* **INSTRUCTIONS FOR THE TASK**: Your task is to copy every line of the entries that contains "shoreline".

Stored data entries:
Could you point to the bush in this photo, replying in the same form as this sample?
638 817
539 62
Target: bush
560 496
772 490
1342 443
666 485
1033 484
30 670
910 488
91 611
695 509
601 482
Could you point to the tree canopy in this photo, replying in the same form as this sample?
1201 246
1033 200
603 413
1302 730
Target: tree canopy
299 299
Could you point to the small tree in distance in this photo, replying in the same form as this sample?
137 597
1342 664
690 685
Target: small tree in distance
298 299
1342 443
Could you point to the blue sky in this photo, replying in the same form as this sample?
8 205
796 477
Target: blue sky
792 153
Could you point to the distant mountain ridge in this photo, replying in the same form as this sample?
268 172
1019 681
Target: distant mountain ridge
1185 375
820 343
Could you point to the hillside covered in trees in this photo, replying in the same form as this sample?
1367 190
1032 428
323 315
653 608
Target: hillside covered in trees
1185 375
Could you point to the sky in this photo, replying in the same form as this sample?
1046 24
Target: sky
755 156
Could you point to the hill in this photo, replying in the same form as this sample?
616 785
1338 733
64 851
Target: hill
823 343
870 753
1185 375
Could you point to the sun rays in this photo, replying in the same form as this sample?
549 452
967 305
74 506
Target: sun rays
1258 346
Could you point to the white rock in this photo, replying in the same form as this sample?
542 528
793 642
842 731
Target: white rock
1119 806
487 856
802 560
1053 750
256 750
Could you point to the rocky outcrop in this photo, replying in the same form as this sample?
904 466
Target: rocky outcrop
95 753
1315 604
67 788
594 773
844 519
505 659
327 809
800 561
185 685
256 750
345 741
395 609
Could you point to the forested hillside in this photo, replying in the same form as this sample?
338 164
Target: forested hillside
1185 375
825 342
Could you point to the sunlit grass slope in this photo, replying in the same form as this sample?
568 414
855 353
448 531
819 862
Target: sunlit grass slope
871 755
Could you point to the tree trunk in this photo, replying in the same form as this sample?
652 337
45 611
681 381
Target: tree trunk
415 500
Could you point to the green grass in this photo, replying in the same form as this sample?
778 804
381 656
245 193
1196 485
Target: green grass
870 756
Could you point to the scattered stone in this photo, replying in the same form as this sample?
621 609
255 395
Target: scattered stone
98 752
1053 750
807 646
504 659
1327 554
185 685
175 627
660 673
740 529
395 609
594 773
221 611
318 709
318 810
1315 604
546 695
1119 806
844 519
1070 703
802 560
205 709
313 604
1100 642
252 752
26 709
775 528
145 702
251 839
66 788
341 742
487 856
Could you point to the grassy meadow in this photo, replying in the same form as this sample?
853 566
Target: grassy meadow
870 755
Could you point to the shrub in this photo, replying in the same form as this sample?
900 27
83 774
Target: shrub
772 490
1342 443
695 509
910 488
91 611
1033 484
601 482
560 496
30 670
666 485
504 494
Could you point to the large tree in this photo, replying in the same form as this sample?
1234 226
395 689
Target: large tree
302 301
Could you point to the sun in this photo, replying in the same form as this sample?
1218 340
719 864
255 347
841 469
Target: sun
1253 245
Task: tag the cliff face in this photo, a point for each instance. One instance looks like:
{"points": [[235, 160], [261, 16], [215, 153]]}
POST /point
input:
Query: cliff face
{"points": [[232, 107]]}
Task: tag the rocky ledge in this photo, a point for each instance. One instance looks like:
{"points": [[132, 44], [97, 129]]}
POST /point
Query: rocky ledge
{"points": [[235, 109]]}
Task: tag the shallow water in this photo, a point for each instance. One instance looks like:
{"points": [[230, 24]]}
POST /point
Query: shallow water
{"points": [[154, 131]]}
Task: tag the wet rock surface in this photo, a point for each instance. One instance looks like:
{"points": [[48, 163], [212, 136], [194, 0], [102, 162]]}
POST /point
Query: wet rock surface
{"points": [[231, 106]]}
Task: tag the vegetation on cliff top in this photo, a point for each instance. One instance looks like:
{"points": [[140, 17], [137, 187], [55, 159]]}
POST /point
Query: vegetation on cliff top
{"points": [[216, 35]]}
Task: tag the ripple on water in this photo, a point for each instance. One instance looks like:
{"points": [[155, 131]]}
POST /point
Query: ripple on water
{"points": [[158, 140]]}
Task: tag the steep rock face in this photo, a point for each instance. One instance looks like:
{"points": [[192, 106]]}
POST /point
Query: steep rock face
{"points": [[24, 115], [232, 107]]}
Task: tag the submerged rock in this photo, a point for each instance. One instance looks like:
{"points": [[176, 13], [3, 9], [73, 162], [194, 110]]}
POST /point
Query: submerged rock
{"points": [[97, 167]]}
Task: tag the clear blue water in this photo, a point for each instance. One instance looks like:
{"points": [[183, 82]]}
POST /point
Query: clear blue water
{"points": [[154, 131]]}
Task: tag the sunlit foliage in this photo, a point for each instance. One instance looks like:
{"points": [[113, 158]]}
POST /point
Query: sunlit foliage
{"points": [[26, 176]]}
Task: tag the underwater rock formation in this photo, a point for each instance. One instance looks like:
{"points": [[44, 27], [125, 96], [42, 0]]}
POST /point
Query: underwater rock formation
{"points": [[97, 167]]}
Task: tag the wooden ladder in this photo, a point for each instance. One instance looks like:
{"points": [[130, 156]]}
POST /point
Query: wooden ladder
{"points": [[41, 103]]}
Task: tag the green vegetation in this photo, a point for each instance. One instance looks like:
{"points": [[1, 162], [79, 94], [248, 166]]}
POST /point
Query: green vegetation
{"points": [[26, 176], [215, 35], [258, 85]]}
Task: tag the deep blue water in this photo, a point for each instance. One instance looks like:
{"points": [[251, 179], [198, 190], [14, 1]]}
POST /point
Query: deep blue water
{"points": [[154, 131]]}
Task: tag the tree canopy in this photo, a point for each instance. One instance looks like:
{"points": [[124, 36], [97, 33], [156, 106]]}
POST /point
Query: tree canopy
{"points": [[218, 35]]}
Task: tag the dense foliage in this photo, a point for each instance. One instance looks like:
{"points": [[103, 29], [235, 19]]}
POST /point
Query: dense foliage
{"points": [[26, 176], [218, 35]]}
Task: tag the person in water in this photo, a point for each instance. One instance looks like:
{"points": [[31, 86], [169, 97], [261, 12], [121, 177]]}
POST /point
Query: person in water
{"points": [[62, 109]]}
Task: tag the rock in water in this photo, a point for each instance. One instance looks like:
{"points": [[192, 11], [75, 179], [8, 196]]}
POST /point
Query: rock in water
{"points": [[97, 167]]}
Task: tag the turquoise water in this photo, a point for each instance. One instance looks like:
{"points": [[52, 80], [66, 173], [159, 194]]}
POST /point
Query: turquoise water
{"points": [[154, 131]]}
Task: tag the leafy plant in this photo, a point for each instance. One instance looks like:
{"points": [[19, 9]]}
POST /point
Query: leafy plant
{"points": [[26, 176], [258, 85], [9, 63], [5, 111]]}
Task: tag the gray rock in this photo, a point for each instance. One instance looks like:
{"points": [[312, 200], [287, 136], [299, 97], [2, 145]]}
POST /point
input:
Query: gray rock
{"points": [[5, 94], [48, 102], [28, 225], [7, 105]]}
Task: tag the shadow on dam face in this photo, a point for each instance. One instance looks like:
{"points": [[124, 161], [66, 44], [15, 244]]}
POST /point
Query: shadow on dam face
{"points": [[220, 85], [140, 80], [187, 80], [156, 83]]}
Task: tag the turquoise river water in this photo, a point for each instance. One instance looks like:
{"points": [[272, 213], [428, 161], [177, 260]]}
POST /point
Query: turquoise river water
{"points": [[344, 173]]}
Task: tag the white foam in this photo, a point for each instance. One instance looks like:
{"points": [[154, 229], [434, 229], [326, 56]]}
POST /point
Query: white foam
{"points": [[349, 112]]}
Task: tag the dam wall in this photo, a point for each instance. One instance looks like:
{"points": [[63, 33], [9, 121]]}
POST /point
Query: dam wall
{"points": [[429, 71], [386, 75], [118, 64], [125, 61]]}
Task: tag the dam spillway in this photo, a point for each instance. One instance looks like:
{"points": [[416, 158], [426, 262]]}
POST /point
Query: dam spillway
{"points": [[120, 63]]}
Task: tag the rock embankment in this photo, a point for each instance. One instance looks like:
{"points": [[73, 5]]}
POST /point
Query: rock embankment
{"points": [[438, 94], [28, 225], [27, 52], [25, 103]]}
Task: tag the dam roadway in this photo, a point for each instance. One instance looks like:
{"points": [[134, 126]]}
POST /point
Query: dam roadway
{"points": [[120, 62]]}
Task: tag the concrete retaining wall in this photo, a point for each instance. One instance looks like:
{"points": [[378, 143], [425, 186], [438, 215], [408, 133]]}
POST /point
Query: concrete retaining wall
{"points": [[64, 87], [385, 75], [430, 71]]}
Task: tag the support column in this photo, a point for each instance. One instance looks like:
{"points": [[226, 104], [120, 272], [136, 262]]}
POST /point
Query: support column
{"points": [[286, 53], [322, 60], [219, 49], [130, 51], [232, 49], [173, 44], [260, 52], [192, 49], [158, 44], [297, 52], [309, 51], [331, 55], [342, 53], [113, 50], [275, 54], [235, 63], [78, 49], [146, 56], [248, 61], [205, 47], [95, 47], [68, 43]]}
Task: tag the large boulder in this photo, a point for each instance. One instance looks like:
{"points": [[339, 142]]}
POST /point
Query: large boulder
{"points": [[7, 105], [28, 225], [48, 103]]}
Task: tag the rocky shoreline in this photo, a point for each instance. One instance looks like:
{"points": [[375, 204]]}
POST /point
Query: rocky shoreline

* **SOLUTION TO THIS EXERCISE**:
Task: tag the rocky shoreline in this photo, a point for each instance. One instance looks like:
Query: rocky shoreline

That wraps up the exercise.